START TEXT

The PAKDD 2009 data set comprises data collected from the private label credit card operation of a major Brazilian retail chain, along stable inflation condition. We used the modeling data, which contain 50,000 examples and correspond to a one year period. Each example corresponds to a client and contains 27 input attributes, such as sex, age, marital status, profession, income, etc. The target class identifies if the client is a “good” or “bad” client. The class “bad” is a minority class and composes around 19.5 percent of the data.
5. The Effect of Low/High Diversity Ensembles on the Prequential Accuracy
This section presents an analysis of the prequential accuracy of the ensembles/strategies presented in Table 1, aiming at answering the first three research questions explained in Section 2. The prequential [ 13] accuracy is the average accuracy obtained by the prediction of each example to be learned, before its learning, calculated in an online way. The rule used to obtain the prequential accuracy on time step $t$ is presented in (1) [ 12]:


$$acc(t) = \left\{ \matrix{\displaystyle acc_{ex}(t),\hfill& {\rm if }\; t = f, \hfill\cr \displaystyle acc(t-1) + {acc_{ex}(t) \;-\; acc(t-1)\over t - f + 1}, & {\rm otherwise}, } \right.$$

(1)


where $acc_{ex}$ is 0 if the prediction of the current training example $ex$ before its learning is wrong and 1 if it is correct; and $f$ is the first time step used in the calculation.
In order to analyze the behavior of the ensembles before and after the beginning of a drift, the prequential accuracy shown in the graphs is reset whenever a drift starts ( $f \in \{1,N+1\}$ ). The learning of each ensemble is repeated 30 times for each data set.
The online ensemble learning algorithm used in the experiments is the modified version of online bagging proposed in [ 9] and explained in Section 3.2. As commented in that section, Minku et al. [ 9] show that higher/lower $\lambda$ s produce ensembles with higher/lower average Q statistic (lower/higher diversity).
Section 5.1 presents the analysis itself.
5.1 Experimental Results and Analysis
The experiments used 25 lossless ITI online decision trees [ 35] as the base learners for each ensemble. The parameter $\lambda_l$ for the $Poisson(\lambda )$ distribution of the low diversity ensembles is 1, which is the value used for the original online bagging [ 1]. The $\lambda_h$ values for the high diversity ensembles were chosen in the following way:

    1. Perform five preliminary executions using $\lambda_h\;{=}$$0.0005$ , 0.001, 0.005, 0.01, 0.05, 0.1, 0.5, giving a total of 35 executions for each data set.

    2. Determine the prequential accuracy obtained by each execution at the time step $1.1N$ . This time step represents the moment in which high diversity ensembles are more likely to outperform low diversity ensembles, according to [ 9].

END TEXT

**SHORT EXERCISE 1**
In the text on ensemble diversity, what base learners make up each ensemble in the experiments?
The text and the listing were taken from separate sources.

START DATA ROWS

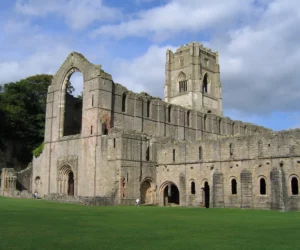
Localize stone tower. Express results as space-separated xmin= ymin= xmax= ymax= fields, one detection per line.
xmin=164 ymin=42 xmax=223 ymax=116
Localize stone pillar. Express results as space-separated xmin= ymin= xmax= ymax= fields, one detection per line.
xmin=241 ymin=169 xmax=253 ymax=208
xmin=212 ymin=170 xmax=224 ymax=207
xmin=270 ymin=168 xmax=285 ymax=211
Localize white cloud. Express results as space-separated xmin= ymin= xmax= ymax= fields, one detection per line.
xmin=112 ymin=46 xmax=175 ymax=97
xmin=0 ymin=46 xmax=70 ymax=84
xmin=106 ymin=0 xmax=300 ymax=114
xmin=91 ymin=0 xmax=259 ymax=40
xmin=16 ymin=0 xmax=121 ymax=29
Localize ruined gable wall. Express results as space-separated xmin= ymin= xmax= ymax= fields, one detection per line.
xmin=113 ymin=84 xmax=270 ymax=140
xmin=157 ymin=130 xmax=300 ymax=210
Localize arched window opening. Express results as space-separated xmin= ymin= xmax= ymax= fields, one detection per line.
xmin=63 ymin=69 xmax=83 ymax=136
xmin=231 ymin=179 xmax=237 ymax=194
xmin=147 ymin=101 xmax=151 ymax=117
xmin=173 ymin=149 xmax=176 ymax=161
xmin=102 ymin=122 xmax=108 ymax=135
xmin=146 ymin=146 xmax=150 ymax=161
xmin=291 ymin=177 xmax=299 ymax=195
xmin=229 ymin=143 xmax=234 ymax=157
xmin=122 ymin=93 xmax=126 ymax=112
xmin=259 ymin=178 xmax=267 ymax=195
xmin=178 ymin=72 xmax=187 ymax=93
xmin=191 ymin=181 xmax=196 ymax=194
xmin=168 ymin=106 xmax=172 ymax=122
xmin=68 ymin=172 xmax=74 ymax=196
xmin=179 ymin=80 xmax=187 ymax=93
xmin=163 ymin=183 xmax=180 ymax=206
xmin=199 ymin=147 xmax=203 ymax=160
xmin=202 ymin=181 xmax=210 ymax=208
xmin=202 ymin=73 xmax=208 ymax=93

END DATA ROWS

**SHORT EXERCISE 2**
Retype the stretch of the listing from the line containing "Localize arched window" through the end of the listing.

**TASK RESULT 1**
Each ensemble uses 25 lossless ITI online decision trees as its base learners.

**TASK RESULT 2**
Localize arched window opening. Express results as space-separated xmin= ymin= xmax= ymax= fields, one detection per line.
xmin=63 ymin=69 xmax=83 ymax=136
xmin=231 ymin=179 xmax=237 ymax=194
xmin=147 ymin=101 xmax=151 ymax=117
xmin=173 ymin=149 xmax=176 ymax=161
xmin=102 ymin=122 xmax=108 ymax=135
xmin=146 ymin=146 xmax=150 ymax=161
xmin=291 ymin=177 xmax=299 ymax=195
xmin=229 ymin=143 xmax=234 ymax=157
xmin=122 ymin=93 xmax=126 ymax=112
xmin=259 ymin=178 xmax=267 ymax=195
xmin=178 ymin=72 xmax=187 ymax=93
xmin=191 ymin=181 xmax=196 ymax=194
xmin=168 ymin=106 xmax=172 ymax=122
xmin=68 ymin=172 xmax=74 ymax=196
xmin=179 ymin=80 xmax=187 ymax=93
xmin=163 ymin=183 xmax=180 ymax=206
xmin=199 ymin=147 xmax=203 ymax=160
xmin=202 ymin=181 xmax=210 ymax=208
xmin=202 ymin=73 xmax=208 ymax=93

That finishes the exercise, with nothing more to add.